[EXERCISE GOAL]:
Repeat the passage about writing word for word, between "I dreamt once" and "are good at?", inclusive.

It’s a lot like finishing the definitive rewrite of a novel, which I did recently. As you get closer to the end, the drive to finish overtakes you, even as the fear of finishing fights you, and you find yourself spending all day, writing, writing, writing. Of course I’m not finished, finished. Still have to ask my writing group and other friends to read and give feedback, still have to tinker with sentences here and there, and proofread several times for errors. But the big work is done. Feels good and a little scary. Unlike climbing to the base of a waterfall, where you sit and bask in the mist and power of falling water, you get to the end of a novel and feel a little lost, as in, what now?

Find a different waterfall to climb, I guess.

Advice, Pep Talks, Tools of the Trade

The Strange Life of Words or Why I Write

I dreamt once that words were people, refusing to speak as I walked by. The image neatly sums up my lifelong conflict with language. I adore words. I want to stroke them and live inside their bony curves. A variety comes to me easily, when I’m talking to friends or teaching. It’s a joy to be able to stretch out my hand and have the exact word appear, with the right heft and color, reverberating with history. Yet when asked to define a word, like “fluent” for example, I can’t.

A strong physical sense arises. I know exactly what it means, my hand wants to gesture, but the words to define it stumble out. How is it possible to know and love a word, but not be able to define it with words? How can I love something that is so difficult? Aren’t we supposed to be drawn to the things we are good at?

This paradox has only grown more pressing as I’ve devoted my life to the teaching of writing. I might be walking outdoors, and words will parade through my mind like children playing dress up, trying to shape themselves into silver willow fronds, or simulate the taste of late afternoon sun. But when I sit down before a white page, they scatter.

(Records excerpted from a collection)
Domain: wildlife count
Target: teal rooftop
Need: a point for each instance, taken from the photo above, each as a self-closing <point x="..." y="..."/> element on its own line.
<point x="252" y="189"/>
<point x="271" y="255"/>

[FULL SOLUTION]:
I dreamt once that words were people, refusing to speak as I walked by. The image neatly sums up my lifelong conflict with language. I adore words. I want to stroke them and live inside their bony curves. A variety comes to me easily, when I’m talking to friends or teaching. It’s a joy to be able to stretch out my hand and have the exact word appear, with the right heft and color, reverberating with history. Yet when asked to define a word, like “fluent” for example, I can’t.

A strong physical sense arises. I know exactly what it means, my hand wants to gesture, but the words to define it stumble out. How is it possible to know and love a word, but not be able to define it with words? How can I love something that is so difficult? Aren’t we supposed to be drawn to the things we are good at?